● WHAT THE EXERCISE ASKS: Reproduce the records below exactly, leaving out any pictures.

● DATA:
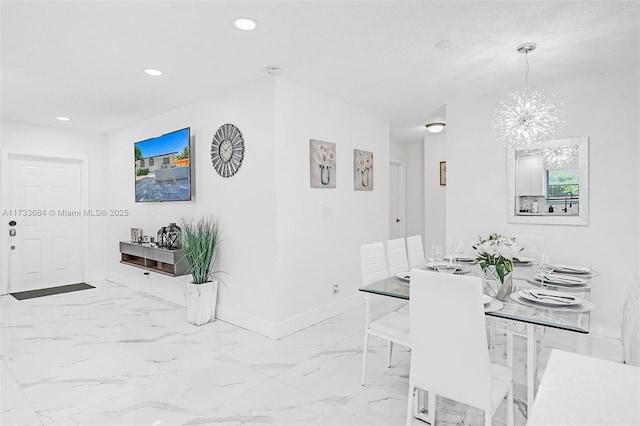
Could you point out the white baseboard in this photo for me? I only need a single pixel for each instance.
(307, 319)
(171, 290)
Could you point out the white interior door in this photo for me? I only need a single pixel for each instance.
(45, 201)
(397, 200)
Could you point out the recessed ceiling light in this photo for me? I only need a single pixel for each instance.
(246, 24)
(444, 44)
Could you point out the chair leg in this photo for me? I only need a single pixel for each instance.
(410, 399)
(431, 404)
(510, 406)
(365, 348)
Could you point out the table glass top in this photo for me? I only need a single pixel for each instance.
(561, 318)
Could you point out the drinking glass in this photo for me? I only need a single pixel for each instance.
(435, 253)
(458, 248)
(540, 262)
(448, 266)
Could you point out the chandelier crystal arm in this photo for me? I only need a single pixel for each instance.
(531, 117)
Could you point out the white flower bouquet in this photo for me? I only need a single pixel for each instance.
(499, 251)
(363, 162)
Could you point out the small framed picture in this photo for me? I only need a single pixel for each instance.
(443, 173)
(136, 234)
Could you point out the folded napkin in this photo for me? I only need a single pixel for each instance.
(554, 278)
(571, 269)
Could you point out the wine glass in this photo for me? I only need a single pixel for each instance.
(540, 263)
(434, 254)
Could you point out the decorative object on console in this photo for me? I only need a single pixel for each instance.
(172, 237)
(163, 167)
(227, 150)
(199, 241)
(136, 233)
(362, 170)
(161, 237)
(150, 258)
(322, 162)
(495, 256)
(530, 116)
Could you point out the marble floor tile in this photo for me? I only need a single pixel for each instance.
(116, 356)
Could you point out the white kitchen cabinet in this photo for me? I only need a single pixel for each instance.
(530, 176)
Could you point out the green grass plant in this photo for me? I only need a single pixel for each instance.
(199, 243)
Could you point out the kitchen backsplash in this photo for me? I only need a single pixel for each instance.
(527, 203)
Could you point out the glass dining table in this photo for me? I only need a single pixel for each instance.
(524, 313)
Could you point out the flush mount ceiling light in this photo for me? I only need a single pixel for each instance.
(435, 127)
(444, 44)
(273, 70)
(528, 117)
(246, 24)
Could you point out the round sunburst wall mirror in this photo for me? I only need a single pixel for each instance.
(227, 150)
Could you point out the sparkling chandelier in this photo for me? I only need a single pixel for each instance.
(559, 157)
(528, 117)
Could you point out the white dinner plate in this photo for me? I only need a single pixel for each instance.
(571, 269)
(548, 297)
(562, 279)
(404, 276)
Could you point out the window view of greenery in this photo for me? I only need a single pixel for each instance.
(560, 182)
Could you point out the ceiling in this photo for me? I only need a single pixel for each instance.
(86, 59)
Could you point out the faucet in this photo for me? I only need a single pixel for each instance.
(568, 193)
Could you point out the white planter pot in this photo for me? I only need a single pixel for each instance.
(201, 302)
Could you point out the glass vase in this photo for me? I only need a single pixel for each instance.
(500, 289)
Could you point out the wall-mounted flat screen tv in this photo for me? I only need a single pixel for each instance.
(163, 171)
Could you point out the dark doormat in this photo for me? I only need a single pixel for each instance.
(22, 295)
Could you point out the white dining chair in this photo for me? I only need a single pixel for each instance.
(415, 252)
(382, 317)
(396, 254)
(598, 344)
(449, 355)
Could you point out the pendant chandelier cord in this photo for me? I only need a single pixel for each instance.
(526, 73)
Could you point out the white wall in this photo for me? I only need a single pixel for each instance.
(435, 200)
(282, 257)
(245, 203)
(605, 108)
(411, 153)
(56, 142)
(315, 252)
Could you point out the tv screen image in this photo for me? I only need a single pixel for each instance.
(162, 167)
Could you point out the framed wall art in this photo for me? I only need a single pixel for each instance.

● ANSWER SPACE:
Could you point out the white baseboard in this photo for me? I only need a single pixel for each instance.
(307, 319)
(171, 290)
Could you point out the white interior door in this photo for me? I only need a single pixel for each instance.
(45, 201)
(397, 200)
Could you point out the recessed ceiling light in this photo for me? I only need a single pixel for each instance.
(246, 24)
(444, 44)
Could you point out the chair leg in this photo for me? I only need a single pixel for each instance.
(410, 399)
(431, 404)
(510, 406)
(365, 348)
Could you point out the table glass top in this photo for me? I only need a single pixel for each instance.
(561, 318)
Could you point out the drinking glass in this photo for me? I only need a single pixel for each instance.
(435, 253)
(458, 248)
(540, 262)
(448, 266)
Could you point out the chandelier crystal arm in this photo for me? I only need a single pixel for each instance.
(531, 117)
Could you point out the white flower bouquet in this photo for me? I only need a single pixel for each instance.
(499, 251)
(363, 162)
Could you point out the small framed picture in this photo for me? I only need a single pixel for each instance.
(443, 173)
(136, 234)
Could you point out the folded napkin in this photo for me? I only need a single pixel for each instance.
(554, 278)
(571, 269)
Could you point out the wine glass in this photo for me? I only need a single pixel for each instance.
(540, 263)
(434, 254)
Could you point out the decorative object on console in this photo for me? I only need a single pixel for each instance.
(172, 237)
(163, 167)
(227, 150)
(199, 241)
(136, 233)
(362, 170)
(161, 237)
(150, 258)
(322, 162)
(495, 256)
(530, 116)
Could you point out the marble floor tile in this photo for me? I only need a single pixel for each instance.
(116, 356)
Could you point out the white kitchen cabinet in this photo for me? I only need a single pixel for each instance.
(530, 176)
Could you point out the green grass plant in this photo for me? I only need a single pixel for each instance.
(199, 243)
Could you point out the kitchen backsplash in this photo for me? I only need a single pixel for each instance.
(527, 203)
Could you point out the glass dining table in this photo for me? I only need a single pixel for each instance.
(524, 313)
Could you point out the flush mount ceiling light in this photo for me? I only need a single pixel for each instance.
(435, 127)
(444, 44)
(273, 70)
(528, 117)
(246, 24)
Could you point out the round sunburst wall mirror in this photo for me? I only need a single pixel for each instance.
(227, 150)
Could you point out the sparkling chandelier in this photo for me? I only need a single pixel for each instance.
(559, 157)
(528, 117)
Could you point out the white dinner plate in this photo for me? I only need a single pixel for each instance.
(571, 269)
(548, 297)
(562, 279)
(404, 276)
Could you point out the window view of greenery in this photo for me? I only need a single pixel for each instance.
(560, 182)
Could you point out the ceiling in this photo for me? I only need a single pixel for each instance.
(86, 59)
Could you point out the faucet in this photo for me? I only need a single pixel for each instance.
(568, 193)
Could you point out the white planter pot in this photo for me? I only need a single pixel for each instance.
(201, 302)
Could you point out the glass vase in this photo for me? I only need a single pixel for each instance.
(500, 289)
Could you point out the wall-mounted flat screen tv in this photo for me? I only need a single pixel for each instance.
(163, 171)
Could you point out the dark doormat in this photo for me? I only need a single pixel for each instance.
(22, 295)
Could you point out the white dining chair in this photo for me? I only need a single pixel for each instance.
(415, 252)
(382, 317)
(396, 254)
(598, 344)
(449, 355)
Could you point out the pendant chandelier cord in this photo for me? I only need a single pixel for each instance.
(526, 73)
Could you point out the white wall in this photo for me? I only need a single pixel for each instance.
(435, 200)
(282, 257)
(245, 203)
(605, 108)
(411, 153)
(56, 142)
(315, 252)
Could you point out the tv screen image in this photo for me? I only need a single pixel for each instance.
(162, 167)
Could you point out the framed wall art in this photo for me? I only need a single pixel for each instance.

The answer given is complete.